Mosque in Tehran, Iran

The Grand Mosalla of Tehran, officially the Imam Khomeini Mosalla of Tehran (مصلای امام خمینی تهران), is a partially completed Friday mosque (jāmeh) and associated community complex, located near Abbas Abad in the city of Tehran, in the province of Tehran, Iran. The mosque is used for hosting weekly Friday prayer (jāmeh), as well as cultural, political, educational, worship activities, including book fairs, exhibitions, and religious ceremonies.

The Persian-Islamic style mosque has been under construction since the 1990s. Upon completion, the mosque will have the world's biggest iwan. When completed, the mosque will surpass the Masjid al-Haram in Mecca, As of April 2025, the world's largest mosque.

==History==
The Grand Mosalla Mosque originated in a 1982 proposal to replace the University of Tehran as the primary location for weekly Friday prayer. A large section of land in Abbas Abad, the original site for the never-materialized pre-Revolution megaproject Shahestan Pahlavi, was allocated for the Grand Mosalla.

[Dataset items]
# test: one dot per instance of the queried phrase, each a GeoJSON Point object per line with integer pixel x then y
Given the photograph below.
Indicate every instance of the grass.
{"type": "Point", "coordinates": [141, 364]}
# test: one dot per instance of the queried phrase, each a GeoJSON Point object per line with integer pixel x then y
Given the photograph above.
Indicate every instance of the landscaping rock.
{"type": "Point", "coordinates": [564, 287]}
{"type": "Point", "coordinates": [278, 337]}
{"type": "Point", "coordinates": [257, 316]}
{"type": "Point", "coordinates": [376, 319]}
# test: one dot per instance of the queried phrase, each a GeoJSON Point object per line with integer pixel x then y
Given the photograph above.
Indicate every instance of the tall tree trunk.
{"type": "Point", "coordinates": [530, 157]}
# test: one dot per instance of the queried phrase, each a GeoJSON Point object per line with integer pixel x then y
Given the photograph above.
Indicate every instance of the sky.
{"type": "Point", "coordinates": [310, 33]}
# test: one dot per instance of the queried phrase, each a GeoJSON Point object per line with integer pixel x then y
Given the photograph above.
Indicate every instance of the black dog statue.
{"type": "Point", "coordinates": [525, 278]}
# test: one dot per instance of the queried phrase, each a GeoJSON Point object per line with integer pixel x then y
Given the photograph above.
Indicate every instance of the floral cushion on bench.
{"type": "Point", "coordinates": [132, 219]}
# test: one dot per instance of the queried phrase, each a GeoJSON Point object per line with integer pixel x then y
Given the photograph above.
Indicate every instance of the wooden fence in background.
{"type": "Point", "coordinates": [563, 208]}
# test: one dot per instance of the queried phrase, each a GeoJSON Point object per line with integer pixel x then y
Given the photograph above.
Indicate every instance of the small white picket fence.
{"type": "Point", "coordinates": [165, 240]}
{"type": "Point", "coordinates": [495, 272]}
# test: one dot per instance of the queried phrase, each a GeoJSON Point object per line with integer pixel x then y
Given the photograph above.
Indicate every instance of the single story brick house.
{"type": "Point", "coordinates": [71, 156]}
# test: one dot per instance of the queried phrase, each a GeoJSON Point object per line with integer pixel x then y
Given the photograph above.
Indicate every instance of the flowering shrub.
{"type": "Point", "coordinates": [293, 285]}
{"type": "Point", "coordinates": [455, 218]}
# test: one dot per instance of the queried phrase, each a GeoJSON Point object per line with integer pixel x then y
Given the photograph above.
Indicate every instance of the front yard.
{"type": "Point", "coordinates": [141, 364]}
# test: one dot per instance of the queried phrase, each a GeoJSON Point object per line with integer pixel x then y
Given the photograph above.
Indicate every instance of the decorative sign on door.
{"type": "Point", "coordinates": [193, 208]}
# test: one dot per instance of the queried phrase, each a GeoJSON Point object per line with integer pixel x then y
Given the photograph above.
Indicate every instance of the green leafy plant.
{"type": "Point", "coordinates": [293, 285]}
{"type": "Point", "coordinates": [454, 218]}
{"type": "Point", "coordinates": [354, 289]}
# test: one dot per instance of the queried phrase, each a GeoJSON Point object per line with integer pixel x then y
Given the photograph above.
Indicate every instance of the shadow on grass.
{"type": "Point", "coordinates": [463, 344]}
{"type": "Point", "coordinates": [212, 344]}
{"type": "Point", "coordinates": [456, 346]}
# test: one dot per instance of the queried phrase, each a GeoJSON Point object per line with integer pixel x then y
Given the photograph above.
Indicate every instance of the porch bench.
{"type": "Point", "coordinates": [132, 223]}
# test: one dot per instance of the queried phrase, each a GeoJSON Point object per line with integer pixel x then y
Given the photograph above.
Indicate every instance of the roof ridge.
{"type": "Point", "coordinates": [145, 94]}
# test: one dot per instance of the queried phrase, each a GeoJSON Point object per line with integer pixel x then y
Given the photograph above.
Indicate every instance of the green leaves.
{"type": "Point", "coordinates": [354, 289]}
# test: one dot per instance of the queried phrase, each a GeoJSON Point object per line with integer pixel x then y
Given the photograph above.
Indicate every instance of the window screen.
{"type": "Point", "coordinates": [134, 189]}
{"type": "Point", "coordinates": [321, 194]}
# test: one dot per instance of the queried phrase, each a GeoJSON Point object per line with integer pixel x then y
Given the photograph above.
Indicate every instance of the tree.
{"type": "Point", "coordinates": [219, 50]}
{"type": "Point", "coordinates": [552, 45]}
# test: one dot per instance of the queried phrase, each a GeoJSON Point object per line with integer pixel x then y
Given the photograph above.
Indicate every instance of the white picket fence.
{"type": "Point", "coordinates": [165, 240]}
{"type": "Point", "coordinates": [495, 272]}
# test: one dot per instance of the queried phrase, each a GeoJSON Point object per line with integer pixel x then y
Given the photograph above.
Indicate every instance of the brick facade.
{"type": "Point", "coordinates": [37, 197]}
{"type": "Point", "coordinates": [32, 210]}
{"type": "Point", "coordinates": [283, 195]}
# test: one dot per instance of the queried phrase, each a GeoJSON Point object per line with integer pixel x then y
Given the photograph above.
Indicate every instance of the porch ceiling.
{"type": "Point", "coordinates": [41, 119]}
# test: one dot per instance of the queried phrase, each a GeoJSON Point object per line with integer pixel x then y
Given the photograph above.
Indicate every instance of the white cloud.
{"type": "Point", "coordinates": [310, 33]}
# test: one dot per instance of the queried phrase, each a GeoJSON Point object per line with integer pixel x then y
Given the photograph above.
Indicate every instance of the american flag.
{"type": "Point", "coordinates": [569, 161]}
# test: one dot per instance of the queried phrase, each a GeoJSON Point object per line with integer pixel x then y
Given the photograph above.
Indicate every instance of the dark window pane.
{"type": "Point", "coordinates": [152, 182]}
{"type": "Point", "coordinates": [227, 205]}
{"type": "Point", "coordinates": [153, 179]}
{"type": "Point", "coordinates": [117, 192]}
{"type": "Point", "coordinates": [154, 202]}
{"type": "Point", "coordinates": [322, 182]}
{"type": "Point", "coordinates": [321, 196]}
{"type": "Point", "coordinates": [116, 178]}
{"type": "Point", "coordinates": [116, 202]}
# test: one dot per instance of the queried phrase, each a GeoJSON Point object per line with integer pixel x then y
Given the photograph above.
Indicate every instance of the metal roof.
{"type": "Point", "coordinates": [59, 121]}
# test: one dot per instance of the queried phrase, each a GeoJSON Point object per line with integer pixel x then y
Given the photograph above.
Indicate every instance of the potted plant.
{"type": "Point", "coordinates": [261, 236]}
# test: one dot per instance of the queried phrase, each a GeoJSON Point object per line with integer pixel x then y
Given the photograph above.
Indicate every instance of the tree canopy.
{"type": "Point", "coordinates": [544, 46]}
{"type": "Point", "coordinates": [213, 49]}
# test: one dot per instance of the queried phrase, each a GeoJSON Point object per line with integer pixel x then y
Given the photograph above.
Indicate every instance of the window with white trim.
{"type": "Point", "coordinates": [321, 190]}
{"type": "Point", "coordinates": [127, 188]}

* Study questions *
1. Please return the part of the Grand Mosalla text that begins at the words "The Grand Mosalla of" and stops after "and religious ceremonies.".
2. According to the Grand Mosalla text, in what year was the proposal made that led to the mosque?
3. Extend the Grand Mosalla text past its final sentence.
These rows were taken from a different source.

* Outputs for the tasks *
1.
The Grand Mosalla of Tehran, officially the Imam Khomeini Mosalla of Tehran (مصلای امام خمینی تهران), is a partially completed Friday mosque (jāmeh) and associated community complex, located near Abbas Abad in the city of Tehran, in the province of Tehran, Iran. The mosque is used for hosting weekly Friday prayer (jāmeh), as well as cultural, political, educational, worship activities, including book fairs, exhibitions, and religious ceremonies.

2. 1982

3.
On 19 February 1985, a public announcement was issued, calling on talented and experienced designers to submit drafts for the mosque's design. The competition was held in 1986 with Mohammad Karim Pirnia, Mehdi Chamran, Bagher Ayatollahzadeh Shirazi, Ali Ghaffari, and Mehdi Hodjat as the jury members, and with the participation of 36 native and foreign individuals from Japan, Syria, Pakistan, and the Netherlands, as well as legal entities. On 1990, Dr. Parviz Moayed Ahd's design was confirmed for the Mosalla.

As of April 2025, more than 30 years after the design was finalized, the Grand Mosalla remained under construction, though finished sections of the building were in use. In 2017, the Financial Tribune called the condition of the project "dismal" and "unacceptable", and Governor General of Tehran Province Hussein Hashemi urged Tehran City Council to prioritize the mosque's completion.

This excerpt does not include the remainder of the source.